Task directions = Starting at the first line and ending at the last, output the data exactly.

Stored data
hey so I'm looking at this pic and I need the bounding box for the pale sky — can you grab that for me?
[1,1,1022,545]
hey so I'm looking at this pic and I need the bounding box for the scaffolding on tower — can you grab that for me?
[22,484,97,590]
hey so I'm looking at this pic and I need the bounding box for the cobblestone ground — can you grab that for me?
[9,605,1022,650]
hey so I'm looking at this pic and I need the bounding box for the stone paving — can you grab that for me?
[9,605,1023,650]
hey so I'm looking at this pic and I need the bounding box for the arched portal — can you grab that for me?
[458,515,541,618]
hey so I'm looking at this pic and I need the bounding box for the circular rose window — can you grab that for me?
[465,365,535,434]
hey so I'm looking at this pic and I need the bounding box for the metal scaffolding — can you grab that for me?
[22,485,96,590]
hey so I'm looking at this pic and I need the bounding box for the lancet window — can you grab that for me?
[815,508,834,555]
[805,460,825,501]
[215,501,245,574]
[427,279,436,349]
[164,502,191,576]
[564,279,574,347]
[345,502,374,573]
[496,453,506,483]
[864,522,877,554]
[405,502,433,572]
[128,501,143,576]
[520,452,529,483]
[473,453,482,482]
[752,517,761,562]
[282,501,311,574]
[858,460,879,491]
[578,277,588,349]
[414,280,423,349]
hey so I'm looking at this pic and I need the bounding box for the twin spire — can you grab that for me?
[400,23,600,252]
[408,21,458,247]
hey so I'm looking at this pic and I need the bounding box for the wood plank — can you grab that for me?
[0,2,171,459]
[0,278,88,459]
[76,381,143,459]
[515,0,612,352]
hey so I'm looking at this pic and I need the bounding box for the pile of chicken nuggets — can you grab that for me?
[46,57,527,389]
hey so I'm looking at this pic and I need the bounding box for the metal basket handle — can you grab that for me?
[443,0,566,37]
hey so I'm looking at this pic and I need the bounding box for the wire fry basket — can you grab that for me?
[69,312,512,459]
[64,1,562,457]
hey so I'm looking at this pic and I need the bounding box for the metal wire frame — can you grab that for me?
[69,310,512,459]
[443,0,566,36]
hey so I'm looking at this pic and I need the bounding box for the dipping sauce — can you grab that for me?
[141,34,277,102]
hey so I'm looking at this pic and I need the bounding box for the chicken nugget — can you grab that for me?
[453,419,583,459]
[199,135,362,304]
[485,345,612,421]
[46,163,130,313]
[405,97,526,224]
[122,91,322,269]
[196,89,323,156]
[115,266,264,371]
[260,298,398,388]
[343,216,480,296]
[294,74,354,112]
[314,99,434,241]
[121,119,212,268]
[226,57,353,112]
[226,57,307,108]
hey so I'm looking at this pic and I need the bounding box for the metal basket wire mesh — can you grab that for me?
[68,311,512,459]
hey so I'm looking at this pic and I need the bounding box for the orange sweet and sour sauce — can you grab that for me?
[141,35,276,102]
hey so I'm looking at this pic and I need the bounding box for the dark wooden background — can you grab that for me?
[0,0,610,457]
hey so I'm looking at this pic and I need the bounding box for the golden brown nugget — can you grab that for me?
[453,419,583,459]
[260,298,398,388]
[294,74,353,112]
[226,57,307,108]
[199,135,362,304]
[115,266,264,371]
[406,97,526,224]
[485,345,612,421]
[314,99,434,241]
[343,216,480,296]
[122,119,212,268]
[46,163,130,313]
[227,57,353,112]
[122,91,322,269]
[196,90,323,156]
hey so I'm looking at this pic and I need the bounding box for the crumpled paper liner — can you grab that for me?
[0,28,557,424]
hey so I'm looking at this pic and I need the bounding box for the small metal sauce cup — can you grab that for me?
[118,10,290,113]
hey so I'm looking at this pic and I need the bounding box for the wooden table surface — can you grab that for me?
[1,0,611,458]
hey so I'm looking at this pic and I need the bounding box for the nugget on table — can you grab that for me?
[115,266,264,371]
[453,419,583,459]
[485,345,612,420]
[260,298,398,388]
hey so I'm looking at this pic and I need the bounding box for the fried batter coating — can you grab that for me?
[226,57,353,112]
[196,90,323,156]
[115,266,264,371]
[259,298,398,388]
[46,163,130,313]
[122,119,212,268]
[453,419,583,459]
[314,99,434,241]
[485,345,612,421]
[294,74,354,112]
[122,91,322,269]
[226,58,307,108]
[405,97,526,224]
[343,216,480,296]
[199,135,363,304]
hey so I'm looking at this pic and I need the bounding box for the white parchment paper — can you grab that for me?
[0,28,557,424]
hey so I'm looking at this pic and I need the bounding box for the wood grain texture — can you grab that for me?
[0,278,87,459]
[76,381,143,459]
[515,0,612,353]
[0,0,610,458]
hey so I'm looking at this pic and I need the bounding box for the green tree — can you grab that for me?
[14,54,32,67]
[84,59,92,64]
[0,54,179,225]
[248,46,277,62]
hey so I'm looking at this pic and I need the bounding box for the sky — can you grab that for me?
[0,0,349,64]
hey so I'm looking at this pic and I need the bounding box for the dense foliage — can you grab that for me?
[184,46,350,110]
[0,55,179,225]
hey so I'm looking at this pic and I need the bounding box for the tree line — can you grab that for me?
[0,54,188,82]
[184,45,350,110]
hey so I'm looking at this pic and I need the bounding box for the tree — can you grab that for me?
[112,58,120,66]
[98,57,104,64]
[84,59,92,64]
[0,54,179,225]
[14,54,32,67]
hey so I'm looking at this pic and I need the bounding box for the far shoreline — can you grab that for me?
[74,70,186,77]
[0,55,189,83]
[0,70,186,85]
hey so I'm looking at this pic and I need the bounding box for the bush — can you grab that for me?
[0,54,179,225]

Exercise result =
hey so I'm looking at this pic and I need the bounding box for the pale sky — can you grab that for me?
[1,1,1022,545]
hey so I'm looking at this pic and I need the bounding box for the scaffolding on tower — can you grab that for me?
[22,484,97,590]
hey so I'm looking at this pic and I need the bounding box for the cobblestone ground — can you grab that for me?
[9,605,1022,650]
hey so I'm looking at this pic and I need the bounding box for the stone paving — can you grab that for me?
[9,605,1023,650]
hey so I'm looking at this pic and I need the bounding box for the arched portal — can you grab that for me?
[458,515,541,618]
hey so I'm looking at this pic and I need the bounding box for the circular rose window — can you grab that for me?
[465,365,535,434]
hey so I'm looking at this pic and I need the bounding box for the metal scaffolding — can you grab that for me?
[22,485,96,590]
hey so I'm looking at this pic and I need the bounding box for the lancet window — can you grab that for me?
[815,508,834,555]
[805,460,825,501]
[215,501,245,574]
[427,279,436,349]
[164,502,191,576]
[564,279,574,347]
[345,502,374,573]
[496,453,506,483]
[864,522,877,554]
[405,502,433,572]
[128,501,143,576]
[520,452,529,483]
[473,453,482,482]
[752,517,761,562]
[282,501,311,574]
[858,460,879,491]
[578,277,588,349]
[414,280,423,349]
hey so I'm looking at this pic and I need the bounding box for the twin spire — can you grab that for me?
[400,23,600,252]
[408,21,458,247]
hey so I'm looking at this pic and I need the bounding box for the wood plank — can you grab that for me?
[0,2,171,459]
[0,278,88,459]
[76,381,143,459]
[515,0,612,352]
hey so I'm looking at this pic and I need the bounding box for the pile of chicken nuggets — can you grab that for me?
[46,57,527,389]
hey so I'm looking at this pic and I need the bounding box for the metal basket handle — can you grab that for me?
[443,0,566,37]
hey so I'm looking at this pic and I need the bounding box for the wire fry basket — can you grab that for me?
[69,312,512,459]
[64,1,562,457]
hey so I'm looking at this pic and I need the bounding box for the metal wire frame — can you grab that for me?
[69,310,512,459]
[443,0,566,36]
hey so I'm looking at this pic and I need the bounding box for the dipping sauce — can you grab that for me?
[141,34,277,102]
hey so I'm looking at this pic and I need the bounding box for the chicken nugget — can you grab that for me?
[453,419,583,459]
[199,135,362,304]
[485,345,612,421]
[46,163,130,313]
[405,97,526,224]
[122,91,322,269]
[196,89,323,156]
[115,266,264,371]
[260,298,398,388]
[343,216,480,296]
[294,74,354,112]
[314,99,434,241]
[121,119,212,268]
[226,57,353,112]
[226,57,307,108]
hey so I'm looking at this pic and I need the bounding box for the metal basket wire mesh — can you grab that for me?
[68,311,512,459]
hey so I'm looking at this pic and I need the bounding box for the orange sweet and sour sauce — can you grab that for me?
[141,35,276,102]
hey so I'm looking at this pic and I need the bounding box for the dark wooden background — can you grab that for me?
[0,0,610,457]
hey so I'm looking at this pic and I need the bounding box for the golden brown nugget — can you grab that for me?
[453,419,583,459]
[260,298,398,388]
[294,74,353,112]
[226,57,307,108]
[199,135,362,304]
[115,266,264,371]
[406,97,526,224]
[485,345,612,421]
[314,99,434,241]
[343,216,480,296]
[122,119,212,268]
[46,163,130,313]
[227,57,353,112]
[122,91,322,269]
[196,90,323,156]
hey so I'm looking at this pic and I need the bounding box for the crumpled paper liner — can you grab that for me?
[0,28,557,424]
hey so I'm looking at this pic and I need the bounding box for the small metal sauce cup — can you grab that for me?
[118,10,290,113]
hey so I'm looking at this pic and I need the bounding box for the wooden table surface — can you grab that for me?
[1,0,611,458]
hey so I'm looking at this pic and I need the bounding box for the nugget on table — can you grab that for me?
[115,266,264,371]
[453,419,583,459]
[485,345,612,420]
[260,298,398,388]
hey so I'm looking at this pic and I need the bounding box for the fried batter coating — can you grab that for me?
[226,57,353,112]
[196,90,323,156]
[115,266,264,371]
[259,298,398,388]
[46,163,130,313]
[122,119,212,268]
[453,419,583,459]
[314,99,434,241]
[485,345,612,421]
[294,74,354,112]
[122,91,322,269]
[226,58,307,108]
[405,97,526,224]
[343,216,480,296]
[199,135,363,304]
hey so I'm looking at this pic and I need the bounding box for the white parchment paper — can you grab that for me?
[0,28,557,424]
hey so I'm looking at this pic and I need the bounding box for the wood grain texture — can you grab that for me?
[0,278,87,459]
[76,381,143,459]
[515,0,612,353]
[0,0,610,458]
hey so I'm looking at this pic and I need the bounding box for the green tree — can you grab that for me?
[14,54,32,67]
[84,59,92,64]
[0,54,179,225]
[248,46,277,62]
hey so I'm looking at this pic and I need the bounding box for the sky — can you grab that for me?
[0,0,349,64]
hey so I'm looking at this pic and I need the bounding box for the dense foliage — can you grab that for me?
[184,46,350,110]
[0,55,179,225]
hey so I'm looking at this pic and I need the bounding box for the tree line — can you grab that for me?
[0,54,188,82]
[184,45,350,110]
hey so I'm looking at this pic and I need the bounding box for the tree — can you grab that for me?
[112,58,120,66]
[98,57,104,64]
[84,59,92,64]
[0,54,179,225]
[14,54,32,67]
hey so I'm looking at this pic and I need the bounding box for the far shoreline — can you grab that for me?
[74,70,186,77]
[0,55,189,83]
[0,70,186,85]
hey so I'm looking at this pic and I need the bounding box for the bush — can you grab that for me?
[0,54,179,225]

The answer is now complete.